Problem details> Look for the line that has "Target: pectoral fin" in the material below; please repeat it and every line after it, exactly, up to and including the line that has "[locate] fish scales", and nothing else.
╭─ Records
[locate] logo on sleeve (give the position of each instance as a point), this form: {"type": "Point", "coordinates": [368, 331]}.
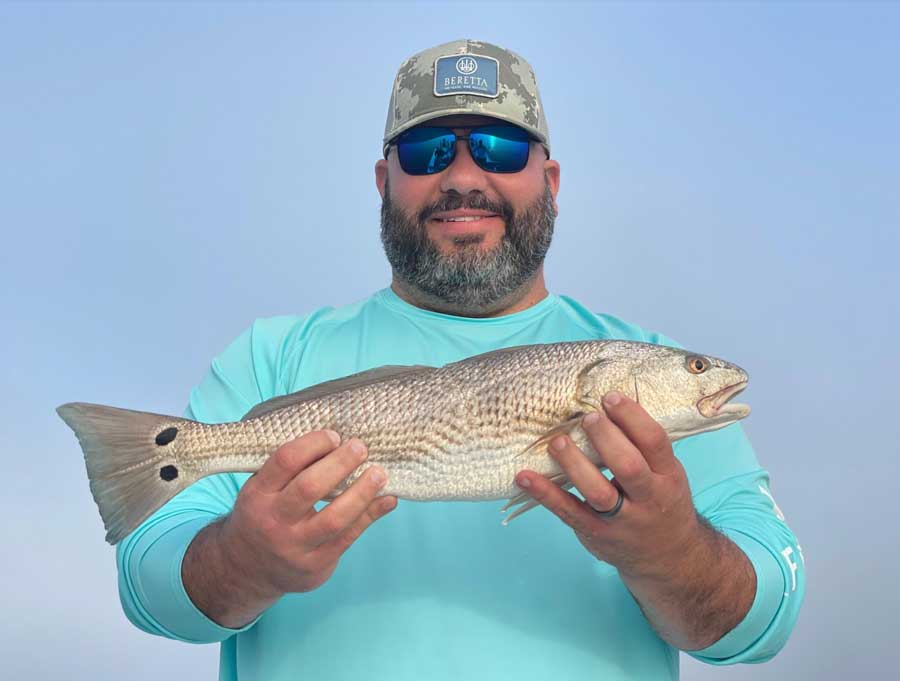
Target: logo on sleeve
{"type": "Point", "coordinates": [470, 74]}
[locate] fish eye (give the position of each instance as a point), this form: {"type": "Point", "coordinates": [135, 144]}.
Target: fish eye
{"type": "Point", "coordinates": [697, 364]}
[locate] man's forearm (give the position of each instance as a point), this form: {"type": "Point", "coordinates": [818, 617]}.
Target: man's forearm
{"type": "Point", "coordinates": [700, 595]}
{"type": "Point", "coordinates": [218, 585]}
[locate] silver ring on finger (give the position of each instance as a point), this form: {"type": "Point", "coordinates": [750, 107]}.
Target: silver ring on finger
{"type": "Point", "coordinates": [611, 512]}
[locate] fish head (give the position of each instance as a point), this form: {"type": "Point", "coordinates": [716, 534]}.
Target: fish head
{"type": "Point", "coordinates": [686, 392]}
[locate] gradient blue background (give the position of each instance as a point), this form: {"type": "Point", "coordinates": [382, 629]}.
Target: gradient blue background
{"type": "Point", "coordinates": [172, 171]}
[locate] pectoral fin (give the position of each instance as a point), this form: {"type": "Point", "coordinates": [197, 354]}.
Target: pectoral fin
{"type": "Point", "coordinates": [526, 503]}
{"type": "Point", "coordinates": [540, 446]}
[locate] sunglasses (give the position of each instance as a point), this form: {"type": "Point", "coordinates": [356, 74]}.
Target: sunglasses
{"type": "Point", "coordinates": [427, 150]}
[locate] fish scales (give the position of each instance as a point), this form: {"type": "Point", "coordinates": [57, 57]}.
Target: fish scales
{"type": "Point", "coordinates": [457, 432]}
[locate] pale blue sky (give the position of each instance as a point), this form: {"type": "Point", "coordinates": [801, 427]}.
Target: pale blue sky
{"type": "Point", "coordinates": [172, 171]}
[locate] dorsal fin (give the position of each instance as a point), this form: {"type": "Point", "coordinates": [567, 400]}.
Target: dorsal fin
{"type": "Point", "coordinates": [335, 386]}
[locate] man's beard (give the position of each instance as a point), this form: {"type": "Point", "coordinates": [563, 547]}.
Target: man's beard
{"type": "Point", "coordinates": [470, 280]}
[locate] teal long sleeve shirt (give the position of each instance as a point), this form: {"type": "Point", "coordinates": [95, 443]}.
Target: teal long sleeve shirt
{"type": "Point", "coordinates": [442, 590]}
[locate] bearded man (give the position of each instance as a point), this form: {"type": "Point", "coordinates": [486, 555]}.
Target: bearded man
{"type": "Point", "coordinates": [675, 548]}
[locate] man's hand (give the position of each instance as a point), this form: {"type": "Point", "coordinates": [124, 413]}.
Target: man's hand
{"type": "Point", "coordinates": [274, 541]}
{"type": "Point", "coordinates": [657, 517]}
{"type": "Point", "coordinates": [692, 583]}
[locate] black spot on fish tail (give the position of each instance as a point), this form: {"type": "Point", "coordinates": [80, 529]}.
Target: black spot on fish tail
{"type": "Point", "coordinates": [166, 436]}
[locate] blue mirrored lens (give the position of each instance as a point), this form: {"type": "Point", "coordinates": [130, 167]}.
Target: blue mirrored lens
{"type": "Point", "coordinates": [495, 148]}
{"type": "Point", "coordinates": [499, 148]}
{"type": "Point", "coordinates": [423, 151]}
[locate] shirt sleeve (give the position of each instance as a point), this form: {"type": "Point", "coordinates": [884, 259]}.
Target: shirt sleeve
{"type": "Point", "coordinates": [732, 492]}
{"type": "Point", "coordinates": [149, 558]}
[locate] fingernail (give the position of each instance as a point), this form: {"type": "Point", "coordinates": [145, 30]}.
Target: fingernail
╰─
Written answer>
Target: pectoral fin
{"type": "Point", "coordinates": [526, 503]}
{"type": "Point", "coordinates": [540, 446]}
[locate] sunglasses (give the position of each instance as a point), this form: {"type": "Point", "coordinates": [356, 74]}.
Target: sunglasses
{"type": "Point", "coordinates": [427, 150]}
[locate] fish scales (give the position of each instance as a point), this form: {"type": "Point", "coordinates": [57, 57]}.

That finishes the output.